• [Given problem]
Copy the material starting at the line containing "the man's glasses?" and ending at the line containing "[201,161,220,179]", substituting "patterned necktie" for "striped necktie" and keeping everything else the same.

• [Given data]
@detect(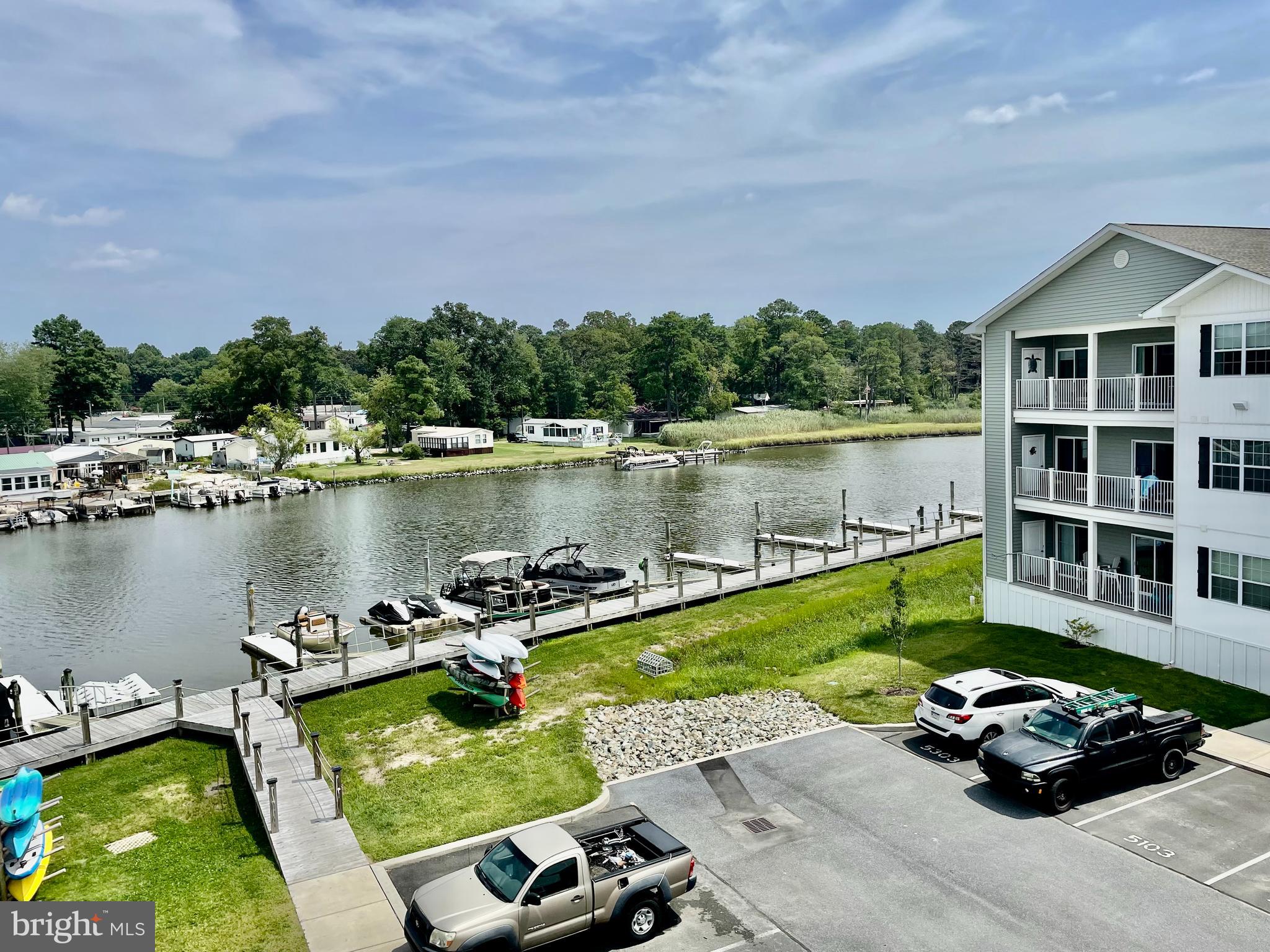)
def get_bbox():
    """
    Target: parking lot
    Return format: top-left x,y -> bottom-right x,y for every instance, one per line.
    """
882,730 -> 1270,913
391,728 -> 1270,952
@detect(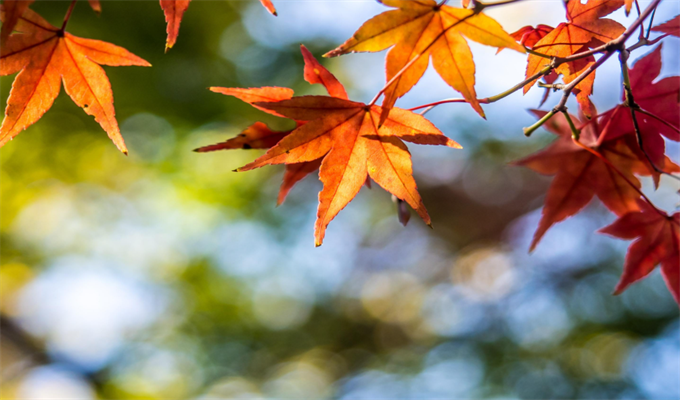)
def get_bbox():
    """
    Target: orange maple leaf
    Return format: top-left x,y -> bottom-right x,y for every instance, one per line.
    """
196,46 -> 342,205
0,0 -> 102,44
325,0 -> 524,122
205,46 -> 461,246
0,6 -> 150,153
652,15 -> 680,37
599,201 -> 680,304
524,0 -> 626,117
515,110 -> 680,250
498,24 -> 554,52
0,0 -> 35,45
161,0 -> 276,51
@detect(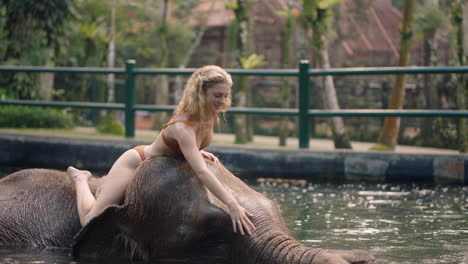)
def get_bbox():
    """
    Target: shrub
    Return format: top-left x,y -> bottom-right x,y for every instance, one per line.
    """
0,105 -> 73,128
96,115 -> 125,136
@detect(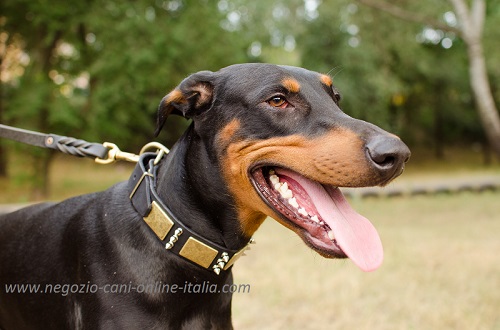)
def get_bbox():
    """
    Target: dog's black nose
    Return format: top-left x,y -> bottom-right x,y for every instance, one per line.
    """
366,135 -> 411,178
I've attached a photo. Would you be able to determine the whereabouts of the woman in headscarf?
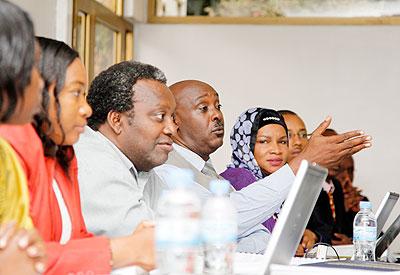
[221,108,318,255]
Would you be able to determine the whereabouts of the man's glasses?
[288,131,309,140]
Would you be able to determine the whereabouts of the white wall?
[135,24,400,249]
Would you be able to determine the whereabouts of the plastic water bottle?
[353,201,376,261]
[155,169,202,275]
[202,180,237,275]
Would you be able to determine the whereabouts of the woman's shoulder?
[220,167,257,190]
[0,124,43,158]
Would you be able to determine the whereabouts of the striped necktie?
[201,161,220,179]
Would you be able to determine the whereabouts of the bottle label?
[353,226,376,242]
[155,218,200,248]
[202,220,237,243]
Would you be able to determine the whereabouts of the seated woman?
[221,108,318,255]
[0,0,45,274]
[0,38,154,274]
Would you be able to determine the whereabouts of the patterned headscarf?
[228,108,287,179]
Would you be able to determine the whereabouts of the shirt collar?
[172,143,213,172]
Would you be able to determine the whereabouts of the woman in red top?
[0,37,154,274]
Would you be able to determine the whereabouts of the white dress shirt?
[144,144,295,253]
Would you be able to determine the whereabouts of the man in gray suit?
[74,61,176,237]
[145,80,370,253]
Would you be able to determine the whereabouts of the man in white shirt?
[144,80,371,253]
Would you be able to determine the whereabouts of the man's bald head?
[169,80,224,160]
[169,80,218,104]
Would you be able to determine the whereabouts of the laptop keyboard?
[308,260,400,271]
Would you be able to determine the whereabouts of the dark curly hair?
[87,61,167,130]
[34,37,79,175]
[0,0,35,122]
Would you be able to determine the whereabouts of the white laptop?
[263,160,328,275]
[250,161,400,275]
[375,192,399,238]
[375,212,400,258]
[328,192,399,258]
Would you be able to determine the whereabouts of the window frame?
[72,0,133,81]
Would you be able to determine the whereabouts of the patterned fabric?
[228,108,263,179]
[0,138,33,229]
[228,108,287,232]
[228,108,288,179]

• [Task response]
Would you be able to determine the whereabouts of the man's glasses?
[288,131,309,140]
Would you be able to determine the whereabouts of the white wall?
[135,24,400,249]
Would you be able to determine the whereabouts of the plastic water bottle?
[353,201,376,261]
[155,169,202,275]
[202,180,237,275]
Would you be able to determine the whereabouts of the woman's shoulder?
[220,167,257,190]
[0,124,43,158]
Would you be able to determine the whereabouts of the patterned necktie?
[201,161,220,179]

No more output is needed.